TASK SET
a – In the post about Apple and app developers, what cut did Apple take from the developers?
b – Reproduce the stretch of the post on Apple and app developers from "You can bitch" through "PCs right now." word for word.

The tl;dr is where I say "Cry me a fucking river." When will people learn? A closed, proprietary system is a closed, proprietary system.
Marco is arguing that the Massah is being too rough on the sharecroppers, he's beating them inconsistently and in ways they couldn't reasonably predict. Let me see if I understand: These poor indentured servants built a business around what they perceived as a loophole in Apple's iOS terms. Their plan was to make millions of dollars off their "free" iOS apps while Apple got nothing. Then Apple shook them down for 30%.
Well I couldn't have predicted exactly how Apple would react, but I don't imagine anyone ought to be surprised that they did something. They're the landlord. That's what landlords do: They extract rents from the sharecroppers, and if rents aren't enough they kick the sharecroppers out and take over the land for themselves.
You can bitch and whine, you can figure out how to make money while Apple tolerates your presence, or you can stop building on proprietary platforms. Arguing that Apple is illogical or ought to be smarter or is shooting itself in the foot... A waste of electrons. Does Apple look like the kind of company that takes our advice on how to run a business? If it listened to people like us, it would be selling Windows PCs right now.
iOS and Kindles and Java and everything else controlled by a profit-seeking corporation are all the same things to developers. Of course Apple markets your work to end users and pretends you're happy with your cut of the two billion dollars in app store revenue. That's like a dating site marketing you to other users.
The bottom line is this: If you are developing for a proprietary system, you aren't in the business, you are the business. Trying to argue that Apple's proprietary system ought to be less closed or more free or have more pixie dust than Amazon's is wishful thinking. If you develop for any of these proprietary platforms, you are a sharecropper. You work at the landlord's pleasure to improve the land he owns.
Arguing that Apple is illogical or ought to be smarter or is shooting itself in the foot... A waste of electrons.
In my experience, employees at Apple care very much what users and developers are saying. Many of them read Marco and Gruber. Quite a few even read the Apple support forums. Although they can't publicly respond to them, it helps inform their thinking about future decisions.

INFORMATION PROVIDED
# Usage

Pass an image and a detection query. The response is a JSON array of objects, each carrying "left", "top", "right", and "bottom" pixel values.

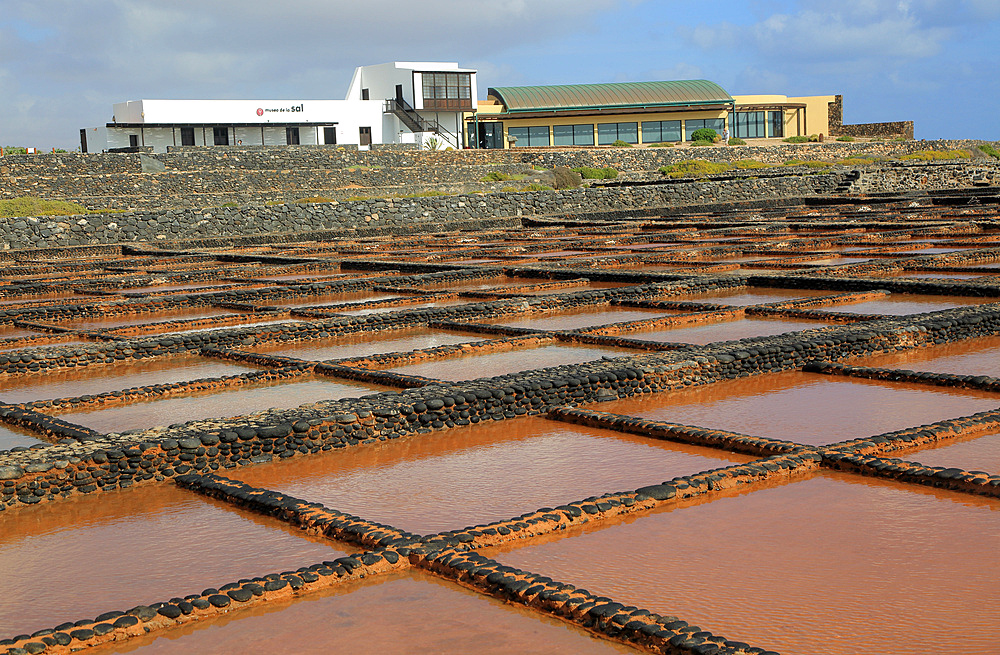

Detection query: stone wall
[{"left": 0, "top": 141, "right": 978, "bottom": 210}]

SOLUTIONS BELOW
a – 30%

b –
You can bitch and whine, you can figure out how to make money while Apple tolerates your presence, or you can stop building on proprietary platforms. Arguing that Apple is illogical or ought to be smarter or is shooting itself in the foot... A waste of electrons. Does Apple look like the kind of company that takes our advice on how to run a business? If it listened to people like us, it would be selling Windows PCs right now.